Required task >> Rewrite the part of the listing that begins with the line containing "Box gold pedestal." and continues to the end of the listing as a numbered list. Include both ends and omit any blank lines.

* BEGIN Records provided *

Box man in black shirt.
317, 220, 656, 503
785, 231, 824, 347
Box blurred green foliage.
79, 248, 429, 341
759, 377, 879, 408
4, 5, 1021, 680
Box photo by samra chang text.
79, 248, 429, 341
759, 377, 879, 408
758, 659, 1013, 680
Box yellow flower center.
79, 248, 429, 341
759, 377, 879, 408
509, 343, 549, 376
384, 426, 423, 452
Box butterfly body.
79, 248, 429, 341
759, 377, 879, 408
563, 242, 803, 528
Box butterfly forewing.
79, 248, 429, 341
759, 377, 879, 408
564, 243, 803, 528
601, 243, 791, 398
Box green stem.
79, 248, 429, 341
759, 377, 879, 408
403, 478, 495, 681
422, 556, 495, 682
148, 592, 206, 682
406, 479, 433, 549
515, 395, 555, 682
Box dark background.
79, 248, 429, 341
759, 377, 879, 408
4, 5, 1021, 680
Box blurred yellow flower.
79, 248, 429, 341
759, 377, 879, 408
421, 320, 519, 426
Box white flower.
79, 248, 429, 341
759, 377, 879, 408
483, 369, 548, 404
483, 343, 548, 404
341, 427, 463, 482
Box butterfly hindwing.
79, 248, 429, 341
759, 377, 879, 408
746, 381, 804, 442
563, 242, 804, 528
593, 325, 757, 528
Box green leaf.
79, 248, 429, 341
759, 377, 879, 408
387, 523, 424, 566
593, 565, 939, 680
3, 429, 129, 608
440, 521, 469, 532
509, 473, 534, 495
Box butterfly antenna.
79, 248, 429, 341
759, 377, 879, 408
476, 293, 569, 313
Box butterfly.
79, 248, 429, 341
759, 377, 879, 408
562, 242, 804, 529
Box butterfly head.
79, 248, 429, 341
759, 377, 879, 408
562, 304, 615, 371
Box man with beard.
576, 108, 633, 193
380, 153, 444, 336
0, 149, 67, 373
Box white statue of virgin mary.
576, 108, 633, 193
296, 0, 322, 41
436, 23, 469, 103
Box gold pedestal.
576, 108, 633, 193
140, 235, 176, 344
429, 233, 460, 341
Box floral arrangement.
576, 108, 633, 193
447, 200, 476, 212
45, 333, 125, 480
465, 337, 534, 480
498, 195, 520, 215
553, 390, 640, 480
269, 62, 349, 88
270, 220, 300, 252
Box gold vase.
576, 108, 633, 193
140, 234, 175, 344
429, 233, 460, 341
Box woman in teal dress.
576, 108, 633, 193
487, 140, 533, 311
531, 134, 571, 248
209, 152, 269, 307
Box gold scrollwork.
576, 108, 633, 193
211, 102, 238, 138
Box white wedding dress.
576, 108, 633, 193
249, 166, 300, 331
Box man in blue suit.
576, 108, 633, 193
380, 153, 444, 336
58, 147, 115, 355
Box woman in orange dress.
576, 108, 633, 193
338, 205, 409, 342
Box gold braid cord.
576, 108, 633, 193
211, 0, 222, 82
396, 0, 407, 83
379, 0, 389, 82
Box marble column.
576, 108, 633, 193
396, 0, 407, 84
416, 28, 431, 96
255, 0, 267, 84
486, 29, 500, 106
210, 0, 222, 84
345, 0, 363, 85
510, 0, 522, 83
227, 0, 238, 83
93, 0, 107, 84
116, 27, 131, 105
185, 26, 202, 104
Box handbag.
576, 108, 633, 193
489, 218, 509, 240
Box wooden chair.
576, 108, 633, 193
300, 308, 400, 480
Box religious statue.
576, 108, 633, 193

* END Records provided *

Exercise answer >>
1. Box gold pedestal.
2. 576, 108, 633, 193
3. 140, 235, 176, 344
4. 429, 233, 460, 341
5. Box floral arrangement.
6. 576, 108, 633, 193
7. 447, 200, 476, 212
8. 45, 333, 125, 480
9. 465, 337, 534, 480
10. 498, 195, 520, 215
11. 553, 390, 640, 480
12. 269, 62, 349, 88
13. 270, 220, 300, 252
14. Box gold vase.
15. 576, 108, 633, 193
16. 140, 234, 175, 344
17. 429, 233, 460, 341
18. Box woman in teal dress.
19. 576, 108, 633, 193
20. 487, 140, 533, 311
21. 531, 134, 571, 248
22. 209, 152, 269, 307
23. Box gold scrollwork.
24. 576, 108, 633, 193
25. 211, 102, 238, 138
26. Box white wedding dress.
27. 576, 108, 633, 193
28. 249, 166, 300, 331
29. Box man in blue suit.
30. 576, 108, 633, 193
31. 380, 153, 444, 336
32. 58, 147, 115, 355
33. Box woman in orange dress.
34. 576, 108, 633, 193
35. 338, 205, 409, 342
36. Box gold braid cord.
37. 576, 108, 633, 193
38. 211, 0, 222, 82
39. 396, 0, 407, 83
40. 379, 0, 389, 82
41. Box marble column.
42. 576, 108, 633, 193
43. 396, 0, 407, 84
44. 416, 28, 431, 96
45. 255, 0, 267, 84
46. 486, 29, 500, 106
47. 210, 0, 222, 84
48. 345, 0, 363, 85
49. 510, 0, 522, 83
50. 227, 0, 238, 83
51. 93, 0, 107, 84
52. 116, 27, 131, 105
53. 185, 26, 202, 104
54. Box handbag.
55. 576, 108, 633, 193
56. 489, 218, 509, 240
57. Box wooden chair.
58. 576, 108, 633, 193
59. 300, 308, 400, 480
60. Box religious statue.
61. 576, 108, 633, 193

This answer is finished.